### Goal of the exercise
Your task is to retype every entry exactly, omitting nothing.

### Information provided
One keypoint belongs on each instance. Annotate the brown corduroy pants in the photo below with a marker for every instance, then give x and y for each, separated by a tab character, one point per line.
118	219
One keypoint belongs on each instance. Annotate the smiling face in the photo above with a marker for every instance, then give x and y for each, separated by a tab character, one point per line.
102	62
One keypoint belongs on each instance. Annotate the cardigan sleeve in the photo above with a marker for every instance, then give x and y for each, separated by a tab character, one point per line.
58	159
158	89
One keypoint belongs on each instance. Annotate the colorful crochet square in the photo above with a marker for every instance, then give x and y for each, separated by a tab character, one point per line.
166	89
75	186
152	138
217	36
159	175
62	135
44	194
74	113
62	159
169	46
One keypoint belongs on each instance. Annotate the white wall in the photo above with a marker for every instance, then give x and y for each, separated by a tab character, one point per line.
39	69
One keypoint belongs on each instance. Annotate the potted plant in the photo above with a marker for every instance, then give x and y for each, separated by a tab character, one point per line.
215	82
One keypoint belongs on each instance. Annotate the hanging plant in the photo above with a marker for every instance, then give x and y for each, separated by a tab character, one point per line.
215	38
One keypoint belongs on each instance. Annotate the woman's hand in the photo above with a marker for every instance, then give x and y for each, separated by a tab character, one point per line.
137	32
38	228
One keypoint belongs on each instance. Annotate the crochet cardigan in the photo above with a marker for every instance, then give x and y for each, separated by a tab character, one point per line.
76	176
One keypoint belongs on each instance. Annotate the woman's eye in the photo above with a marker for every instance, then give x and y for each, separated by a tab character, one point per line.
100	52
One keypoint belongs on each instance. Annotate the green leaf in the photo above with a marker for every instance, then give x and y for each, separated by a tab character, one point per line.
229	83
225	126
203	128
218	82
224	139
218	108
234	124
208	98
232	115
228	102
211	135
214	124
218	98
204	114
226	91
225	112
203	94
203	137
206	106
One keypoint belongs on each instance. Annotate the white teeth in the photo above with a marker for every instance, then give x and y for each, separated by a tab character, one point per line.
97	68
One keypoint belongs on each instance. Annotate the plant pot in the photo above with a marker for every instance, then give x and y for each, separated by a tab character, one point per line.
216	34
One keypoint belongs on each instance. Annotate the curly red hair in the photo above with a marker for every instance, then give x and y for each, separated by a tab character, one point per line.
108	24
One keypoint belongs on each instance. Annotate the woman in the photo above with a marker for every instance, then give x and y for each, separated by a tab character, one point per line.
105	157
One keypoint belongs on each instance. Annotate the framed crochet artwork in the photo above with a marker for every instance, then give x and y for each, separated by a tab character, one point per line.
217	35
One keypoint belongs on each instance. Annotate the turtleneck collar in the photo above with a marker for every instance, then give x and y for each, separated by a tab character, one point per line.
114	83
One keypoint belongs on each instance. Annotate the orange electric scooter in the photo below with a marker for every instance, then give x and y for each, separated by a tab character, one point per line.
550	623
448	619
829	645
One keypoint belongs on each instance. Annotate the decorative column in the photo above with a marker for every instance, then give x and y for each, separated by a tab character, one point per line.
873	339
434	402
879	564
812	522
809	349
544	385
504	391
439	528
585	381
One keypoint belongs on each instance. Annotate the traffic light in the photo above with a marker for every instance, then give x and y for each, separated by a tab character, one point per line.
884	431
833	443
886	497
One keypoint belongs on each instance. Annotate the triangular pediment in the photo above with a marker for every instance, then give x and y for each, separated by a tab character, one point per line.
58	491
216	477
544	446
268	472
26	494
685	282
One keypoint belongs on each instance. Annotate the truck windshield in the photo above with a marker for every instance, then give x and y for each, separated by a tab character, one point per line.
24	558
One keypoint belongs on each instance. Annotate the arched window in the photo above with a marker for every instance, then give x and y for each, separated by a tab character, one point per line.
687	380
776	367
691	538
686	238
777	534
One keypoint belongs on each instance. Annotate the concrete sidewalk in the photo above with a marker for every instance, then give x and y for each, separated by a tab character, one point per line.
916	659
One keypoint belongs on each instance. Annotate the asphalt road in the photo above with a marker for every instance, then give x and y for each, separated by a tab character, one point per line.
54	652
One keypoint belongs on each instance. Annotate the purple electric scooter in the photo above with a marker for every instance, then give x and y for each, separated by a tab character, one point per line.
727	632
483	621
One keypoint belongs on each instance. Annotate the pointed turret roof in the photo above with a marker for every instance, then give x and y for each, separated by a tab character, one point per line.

### Reply
One keypoint belongs on each instance. Annotate the brown corduroy pants in the photo below with a marker for every instance, then give x and y for each, separated by a tab character, one point per line.
118	219
One keypoint belongs on each instance. Annotate the smiling face in the photo above with a marker for every instance, then give x and y for each, separated by a tab character, one point per line.
102	62
One keypoint belongs on each instance. Annotate the cardigan sleeve in the photo above with a marker for every instance, then give x and y for each, separated by a tab character, one point per line.
58	159
158	89
One keypoint belongs on each instance. Annotate the colorful crochet square in the photo above with a marker for every instance, then give x and y for each, separated by a tab character, one point per line.
166	89
75	186
152	138
217	36
159	175
62	135
44	194
74	113
62	159
169	46
One keypoint belongs on each instance. Annotate the white wall in the photo above with a marker for every instance, then give x and y for each, separated by a tab character, one point per line.
39	69
One keypoint belongs on each instance. Annotate the potted plant in the photo above with a marker for every instance, then give x and y for each, separated by a tab character, one point per line.
215	82
One keypoint belongs on each instance. Annotate the hanging plant in the photo above with a marker for every instance, then give x and y for each, separated by a tab character, one point per line.
215	38
One keypoint belongs on each instance. Annotate the woman's hand in the photo above with a marker for every instance, then give x and y for each, separated by a tab character, one point per line.
137	32
38	228
One keypoint belongs on each instance. Annotate the crochet cardigan in the photo above with a marker for every instance, then give x and y for each, separated by a tab character, one point per line.
76	176
One keypoint belongs on each instance. Annotate the woman's eye in the photo above with a marker for every instance, then give x and y for each, separated by a tab character, one point per line.
100	52
One keypoint belongs on each instance. Annotate the green leaf in the photo above with a marker for every instance, then give x and y for each, separated by a tab character, one point per line.
229	83
225	126
203	128
218	82
224	139
218	108
234	124
208	98
232	115
228	102
211	135
214	124
218	98
204	114
226	91
225	112
203	94
203	137
206	106
One keypoint belongs on each instance. Annotate the white teeth in the photo above with a marker for every instance, then give x and y for each, separated by a tab character, one point per line.
97	68
One keypoint belongs on each instance. Annotate the plant pot in the photo above with a marker for every instance, then give x and y for each, separated by a tab character, one point per line.
216	34
One keypoint belongs on each instance. Annotate the curly red hair in the photo above with a marker for every instance, then give x and y for each, separated by a tab character, one point per line.
108	24
One keypoint belongs on each instance. Annotate the woman in the photo above with a marker for every instance, then give x and y for each, separated by a tab character, one point per line.
105	157
One keypoint belongs on each instance. Annotate the framed crochet artwork in the photo above with a marker for every instance, then give x and y for each, separated by a tab character, one point per line.
217	35
One keypoint belongs on each instance. Annotate the turtleneck collar in the photo above with a marker for every instance, then give x and y for each, separated by a tab character, one point per line.
114	83
One keypoint belongs on each instance. Annotate the orange electric scooter in the photo below with a marker for every instance, then give x and y for each, separated by a tab character, one point per line.
550	623
448	619
829	645
One keypoint belongs on each instance. Annotate the decorative column in the photo above with a marker for every instance, then give x and y for each, separated by a tab character, one point per line.
873	339
434	402
879	564
812	522
809	349
544	385
504	391
439	528
585	381
One keypoint belongs on each instance. Annotate the traffic light in the photo above with a marker for every instance, then give x and y for each, separated by a tab character, one point per line.
884	431
833	443
886	497
One keypoint belongs on each instance. Annotate the triangular pediment in the photo above with a marker for every instance, then give x and y for each, separated by a tab character, one point per line.
58	491
216	477
544	446
268	472
26	494
685	282
One keypoint belongs on each instance. Annotate the truck windshield in the photo above with a marker for every instance, then give x and y for each, separated by a tab character, one point per line.
24	558
One keypoint belongs on each instance. Annotate the arched window in the photo above with a marker for every instance, then give x and y for each, separated by a tab character, one point per line.
687	380
776	367
691	538
686	238
777	534
One keypoint belongs on each instance. Annotate the concrete sidewalk in the photo above with a marker for every instance, then give x and y for each, separated by a tab character, one point per line.
916	659
One keypoint belongs on each instance. Annotate the asphalt road in the photo above with a marker for every instance, then give x and y for each, separated by a tab character, one point per line.
54	652
One keypoint belongs on each instance. Annotate the purple electric scooter in the photo above with a marker for every instance, then give x and y for each, separated by a tab character, one point per line.
727	632
483	621
One keypoint belongs on each instance. Annotate the pointed turret roof in the photo above with a marker for every instance, then give x and y for each, separated by a tab character, one point per line.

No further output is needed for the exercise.